Alıştırma Koşulları =
[A] Ruh konulu metne göre aşağıdaki soruları yanıtlayın:
(i) İnsanın ölüm ötesi yaşamda devamını sağlayan yapısı nedir?
(ii) Cenine "ruh üflenmesi" diye anlatılan olay ana rahminde kaçıncı günde yer alır?
(iii) Abdülkâdir Geylânî bu durumu hangi eserinde açıklamıştır?
[B] Ruh konulu metinde soru işaretiyle biten bütün cümleleri yazın.
[C] Ruh konulu metindeki "İnsanın, ölüm ötesi yaşamda devamını sağlayan yapısı, bilindiği gibi “RUHU”dur." cümlesini İngilizceye çevirin.

Sağlanan Metin =

Message
İnsanın, ölüm ötesi yaşamda devamını sağlayan yapısı, bilindiği gibi “RUHU”dur.
“RUH” nedir?.. Elbette ki, burada sorulan ve açıklanmak istenen “RUH”, bireysel ruh yani “insan ruhu”dur.
Peki, “İnsan Ruhu” nasıl meydana gelmektedir ve özellikleri nelerdir?..
Ana rahmindeki 120. günde cenine “ruh üflenmesi” diye anlatılan olay tamamıyla mecazî bir anlatımdır. Elbette ki Allâh, “üflemekten”, hele hele “kendi ruhunu üflemekten” tamamıyla münezzehtir!..
Nitekim bu durumu yaklaşık 1000 sene evvel yaşamış olan büyük tasavvuf ehli Gavs-ı Â’zâm Abdülkâdir GEYLÂNÎ, “Kaside-i Ayniyye” isimli eserinde açıklamış ve özetle şöyle demiştir:
“Bu bir kinayedir!.. RUH, O’nun kendisi değil midir ki?..”
Evet, burası SON DERECE ÖNEMLİ, üzerinde son derece geniş ve peşin hükümsüz tefekkür edilmesi zorunlu bir husustur.

(Kaynak veriler)
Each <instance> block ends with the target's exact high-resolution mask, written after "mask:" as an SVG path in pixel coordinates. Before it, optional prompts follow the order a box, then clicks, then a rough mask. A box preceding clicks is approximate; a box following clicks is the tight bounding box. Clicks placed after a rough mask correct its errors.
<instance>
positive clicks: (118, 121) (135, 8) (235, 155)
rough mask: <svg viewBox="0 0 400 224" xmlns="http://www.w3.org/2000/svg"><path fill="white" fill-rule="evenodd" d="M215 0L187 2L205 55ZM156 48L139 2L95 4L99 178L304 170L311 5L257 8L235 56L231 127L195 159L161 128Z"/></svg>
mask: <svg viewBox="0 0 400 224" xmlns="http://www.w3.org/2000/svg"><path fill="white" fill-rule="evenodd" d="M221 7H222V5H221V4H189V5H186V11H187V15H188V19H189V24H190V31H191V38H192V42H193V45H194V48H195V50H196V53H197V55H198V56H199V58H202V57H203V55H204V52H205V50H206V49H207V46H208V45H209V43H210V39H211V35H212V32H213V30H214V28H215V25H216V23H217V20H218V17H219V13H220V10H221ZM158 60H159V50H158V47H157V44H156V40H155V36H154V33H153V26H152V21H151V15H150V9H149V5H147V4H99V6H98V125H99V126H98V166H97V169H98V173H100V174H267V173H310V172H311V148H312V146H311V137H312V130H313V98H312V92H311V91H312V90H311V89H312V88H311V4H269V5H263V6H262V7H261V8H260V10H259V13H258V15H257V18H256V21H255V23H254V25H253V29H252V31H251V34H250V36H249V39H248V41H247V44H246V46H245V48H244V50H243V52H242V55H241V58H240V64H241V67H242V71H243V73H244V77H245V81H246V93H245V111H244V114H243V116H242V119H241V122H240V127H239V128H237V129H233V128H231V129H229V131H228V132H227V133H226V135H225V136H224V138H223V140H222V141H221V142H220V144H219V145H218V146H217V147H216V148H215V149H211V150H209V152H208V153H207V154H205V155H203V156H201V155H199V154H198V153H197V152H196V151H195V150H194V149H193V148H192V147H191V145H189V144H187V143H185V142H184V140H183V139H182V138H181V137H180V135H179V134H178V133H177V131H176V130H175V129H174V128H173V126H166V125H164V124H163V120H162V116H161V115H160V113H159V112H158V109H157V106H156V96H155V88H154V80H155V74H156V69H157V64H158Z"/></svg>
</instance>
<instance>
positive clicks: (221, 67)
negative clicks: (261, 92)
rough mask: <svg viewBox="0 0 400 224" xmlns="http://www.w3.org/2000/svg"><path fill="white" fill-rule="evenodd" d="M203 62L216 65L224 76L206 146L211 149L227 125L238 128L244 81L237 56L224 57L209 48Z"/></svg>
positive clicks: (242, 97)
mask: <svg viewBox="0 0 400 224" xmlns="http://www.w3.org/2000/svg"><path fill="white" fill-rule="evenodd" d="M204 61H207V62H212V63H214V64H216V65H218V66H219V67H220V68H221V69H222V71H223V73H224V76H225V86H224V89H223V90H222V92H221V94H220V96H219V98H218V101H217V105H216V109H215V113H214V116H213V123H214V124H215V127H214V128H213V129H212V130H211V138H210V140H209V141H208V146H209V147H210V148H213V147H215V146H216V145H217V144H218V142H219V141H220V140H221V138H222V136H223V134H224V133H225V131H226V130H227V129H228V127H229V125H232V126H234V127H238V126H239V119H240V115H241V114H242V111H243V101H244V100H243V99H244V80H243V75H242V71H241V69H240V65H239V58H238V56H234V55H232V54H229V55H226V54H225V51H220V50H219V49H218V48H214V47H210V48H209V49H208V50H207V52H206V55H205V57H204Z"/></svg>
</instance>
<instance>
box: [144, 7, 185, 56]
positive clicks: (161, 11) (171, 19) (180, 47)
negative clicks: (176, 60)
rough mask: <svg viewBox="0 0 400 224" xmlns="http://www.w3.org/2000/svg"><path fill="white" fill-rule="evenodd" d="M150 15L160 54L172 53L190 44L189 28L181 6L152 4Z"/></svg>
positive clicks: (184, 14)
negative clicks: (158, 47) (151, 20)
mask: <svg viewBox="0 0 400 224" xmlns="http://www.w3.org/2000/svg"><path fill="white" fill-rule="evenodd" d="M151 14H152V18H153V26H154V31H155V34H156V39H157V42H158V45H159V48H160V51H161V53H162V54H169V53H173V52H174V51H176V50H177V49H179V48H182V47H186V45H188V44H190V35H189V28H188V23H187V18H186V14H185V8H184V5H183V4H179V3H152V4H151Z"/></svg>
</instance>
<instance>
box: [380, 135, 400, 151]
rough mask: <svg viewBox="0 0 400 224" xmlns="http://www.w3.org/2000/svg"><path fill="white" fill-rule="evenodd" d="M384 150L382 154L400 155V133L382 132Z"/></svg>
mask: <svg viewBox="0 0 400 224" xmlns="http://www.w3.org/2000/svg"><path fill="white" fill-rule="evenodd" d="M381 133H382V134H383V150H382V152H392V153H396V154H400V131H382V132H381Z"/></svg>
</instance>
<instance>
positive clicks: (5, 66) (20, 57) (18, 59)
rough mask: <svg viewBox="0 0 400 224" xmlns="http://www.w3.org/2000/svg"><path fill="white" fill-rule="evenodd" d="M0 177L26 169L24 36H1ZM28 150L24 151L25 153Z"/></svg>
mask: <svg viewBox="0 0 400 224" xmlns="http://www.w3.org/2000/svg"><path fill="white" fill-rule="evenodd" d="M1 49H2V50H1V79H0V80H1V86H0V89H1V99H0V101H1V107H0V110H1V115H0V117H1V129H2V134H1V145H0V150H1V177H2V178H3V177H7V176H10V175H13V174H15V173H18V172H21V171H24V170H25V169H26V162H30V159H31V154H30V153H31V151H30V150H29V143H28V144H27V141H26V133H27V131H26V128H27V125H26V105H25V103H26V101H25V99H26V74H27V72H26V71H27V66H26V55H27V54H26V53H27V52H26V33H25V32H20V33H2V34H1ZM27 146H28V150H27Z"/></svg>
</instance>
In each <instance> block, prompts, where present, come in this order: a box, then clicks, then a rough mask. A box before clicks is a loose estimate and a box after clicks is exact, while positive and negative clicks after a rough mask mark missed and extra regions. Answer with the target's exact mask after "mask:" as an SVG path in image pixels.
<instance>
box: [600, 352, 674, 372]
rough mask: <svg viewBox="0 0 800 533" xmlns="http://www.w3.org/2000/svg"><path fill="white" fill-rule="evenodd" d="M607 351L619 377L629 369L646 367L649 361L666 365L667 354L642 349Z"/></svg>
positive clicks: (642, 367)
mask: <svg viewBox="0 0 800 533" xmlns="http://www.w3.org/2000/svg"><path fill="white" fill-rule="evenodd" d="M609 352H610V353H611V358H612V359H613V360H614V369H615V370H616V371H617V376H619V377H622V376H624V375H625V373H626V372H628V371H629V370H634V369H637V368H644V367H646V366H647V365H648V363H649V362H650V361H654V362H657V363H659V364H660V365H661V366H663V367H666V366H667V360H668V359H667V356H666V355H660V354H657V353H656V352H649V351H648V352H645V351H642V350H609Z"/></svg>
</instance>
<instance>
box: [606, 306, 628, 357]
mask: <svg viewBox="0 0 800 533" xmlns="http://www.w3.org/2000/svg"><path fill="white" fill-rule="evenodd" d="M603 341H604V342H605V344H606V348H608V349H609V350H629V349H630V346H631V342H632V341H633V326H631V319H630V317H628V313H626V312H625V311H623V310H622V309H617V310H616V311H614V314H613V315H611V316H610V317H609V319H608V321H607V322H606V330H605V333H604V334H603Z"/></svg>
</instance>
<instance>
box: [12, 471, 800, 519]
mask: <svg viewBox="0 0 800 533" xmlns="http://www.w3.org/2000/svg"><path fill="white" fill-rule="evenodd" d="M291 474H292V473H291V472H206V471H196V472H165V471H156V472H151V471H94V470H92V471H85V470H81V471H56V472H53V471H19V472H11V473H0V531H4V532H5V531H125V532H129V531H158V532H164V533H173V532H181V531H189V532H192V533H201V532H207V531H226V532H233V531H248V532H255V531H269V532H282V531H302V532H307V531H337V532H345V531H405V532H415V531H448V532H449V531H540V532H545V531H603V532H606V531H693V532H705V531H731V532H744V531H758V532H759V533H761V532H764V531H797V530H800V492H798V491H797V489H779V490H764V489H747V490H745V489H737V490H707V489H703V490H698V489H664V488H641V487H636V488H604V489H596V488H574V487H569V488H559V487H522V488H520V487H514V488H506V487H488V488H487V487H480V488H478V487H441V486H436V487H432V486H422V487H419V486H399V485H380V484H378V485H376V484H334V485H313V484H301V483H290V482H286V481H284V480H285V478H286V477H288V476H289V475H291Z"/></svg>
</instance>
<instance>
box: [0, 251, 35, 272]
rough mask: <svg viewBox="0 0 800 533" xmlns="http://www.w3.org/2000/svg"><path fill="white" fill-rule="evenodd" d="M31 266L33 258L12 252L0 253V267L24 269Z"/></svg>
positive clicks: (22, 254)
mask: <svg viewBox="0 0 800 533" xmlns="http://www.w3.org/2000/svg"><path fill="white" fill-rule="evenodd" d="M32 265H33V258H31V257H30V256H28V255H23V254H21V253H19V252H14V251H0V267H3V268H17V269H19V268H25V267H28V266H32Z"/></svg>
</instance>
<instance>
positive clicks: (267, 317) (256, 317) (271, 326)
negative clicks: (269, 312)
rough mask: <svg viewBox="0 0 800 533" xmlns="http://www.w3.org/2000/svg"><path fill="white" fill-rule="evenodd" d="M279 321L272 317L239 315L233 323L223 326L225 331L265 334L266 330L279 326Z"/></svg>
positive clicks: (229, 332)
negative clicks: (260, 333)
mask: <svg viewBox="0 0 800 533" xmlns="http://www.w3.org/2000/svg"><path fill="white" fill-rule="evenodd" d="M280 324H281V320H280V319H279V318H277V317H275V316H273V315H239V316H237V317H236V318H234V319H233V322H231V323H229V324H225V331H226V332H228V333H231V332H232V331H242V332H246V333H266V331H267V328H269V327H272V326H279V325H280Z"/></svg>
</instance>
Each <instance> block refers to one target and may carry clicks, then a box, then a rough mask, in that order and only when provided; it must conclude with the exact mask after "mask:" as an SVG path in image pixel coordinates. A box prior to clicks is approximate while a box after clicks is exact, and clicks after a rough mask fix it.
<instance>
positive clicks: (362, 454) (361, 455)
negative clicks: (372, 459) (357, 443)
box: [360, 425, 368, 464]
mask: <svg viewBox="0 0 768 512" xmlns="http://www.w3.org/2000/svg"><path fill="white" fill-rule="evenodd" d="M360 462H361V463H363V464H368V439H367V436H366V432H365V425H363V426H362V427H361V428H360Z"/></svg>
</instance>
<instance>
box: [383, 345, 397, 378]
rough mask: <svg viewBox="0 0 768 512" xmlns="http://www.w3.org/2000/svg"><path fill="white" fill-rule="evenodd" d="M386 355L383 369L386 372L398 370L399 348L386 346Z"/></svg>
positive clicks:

Öğelere Göre Yanıtlar =
[A]
(i) Ruhudur.
(ii) 120. günde.
(iii) "Kaside-i Ayniyye" isimli eserinde.

[B]
“RUH” nedir?..
Peki, “İnsan Ruhu” nasıl meydana gelmektedir ve özellikleri nelerdir?..
RUH, O’nun kendisi değil midir ki?..

[C] As is known, the structure that ensures a person's continuation in the life after death is their "SOUL".